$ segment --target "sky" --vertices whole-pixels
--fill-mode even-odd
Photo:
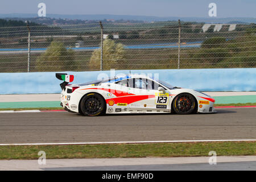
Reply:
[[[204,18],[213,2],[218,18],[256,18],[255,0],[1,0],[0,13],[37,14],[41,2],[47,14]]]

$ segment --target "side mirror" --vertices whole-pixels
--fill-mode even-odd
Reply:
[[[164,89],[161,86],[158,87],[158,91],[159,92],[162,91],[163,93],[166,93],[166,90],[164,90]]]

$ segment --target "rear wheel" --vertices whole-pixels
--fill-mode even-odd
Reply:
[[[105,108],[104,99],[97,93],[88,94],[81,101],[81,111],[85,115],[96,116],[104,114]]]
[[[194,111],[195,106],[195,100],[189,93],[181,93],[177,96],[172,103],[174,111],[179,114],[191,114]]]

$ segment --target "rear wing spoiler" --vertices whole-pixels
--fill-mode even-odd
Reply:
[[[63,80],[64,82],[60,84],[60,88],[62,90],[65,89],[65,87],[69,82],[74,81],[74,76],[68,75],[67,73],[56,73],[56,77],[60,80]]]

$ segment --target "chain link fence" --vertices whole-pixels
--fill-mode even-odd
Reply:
══════════════════════════════
Requirements: All the lines above are to be reproduced exactly, except the pictures.

Result below:
$ segment --target "sky" --vertices whole-pixels
--fill-mode even-odd
Photo:
Reply:
[[[204,18],[213,2],[218,18],[256,18],[255,0],[1,0],[0,13],[37,14],[41,2],[47,14]]]

$ segment --target "side mirror" --vertices whole-pixels
--fill-mode even-odd
Reply:
[[[164,89],[161,86],[158,87],[158,91],[159,92],[162,91],[163,93],[166,93],[166,90],[164,90]]]

$ segment --target "rear wheel" --vertices whole-pixels
--fill-mode even-odd
Reply:
[[[105,108],[104,99],[97,93],[88,94],[81,101],[81,111],[85,115],[96,116],[104,114]]]
[[[194,111],[195,106],[195,100],[189,93],[181,93],[177,96],[172,103],[174,111],[179,114],[191,114]]]

$ segment --target "rear wing spoiler" --vertices whole-pixels
--fill-mode even-odd
Reply:
[[[63,80],[64,82],[60,84],[60,88],[62,90],[65,89],[65,87],[69,82],[74,81],[74,76],[68,75],[67,73],[56,73],[56,77],[60,80]]]

$ segment --target "chain link fence" --vertices whole-pixels
--fill-mode even-odd
Reply:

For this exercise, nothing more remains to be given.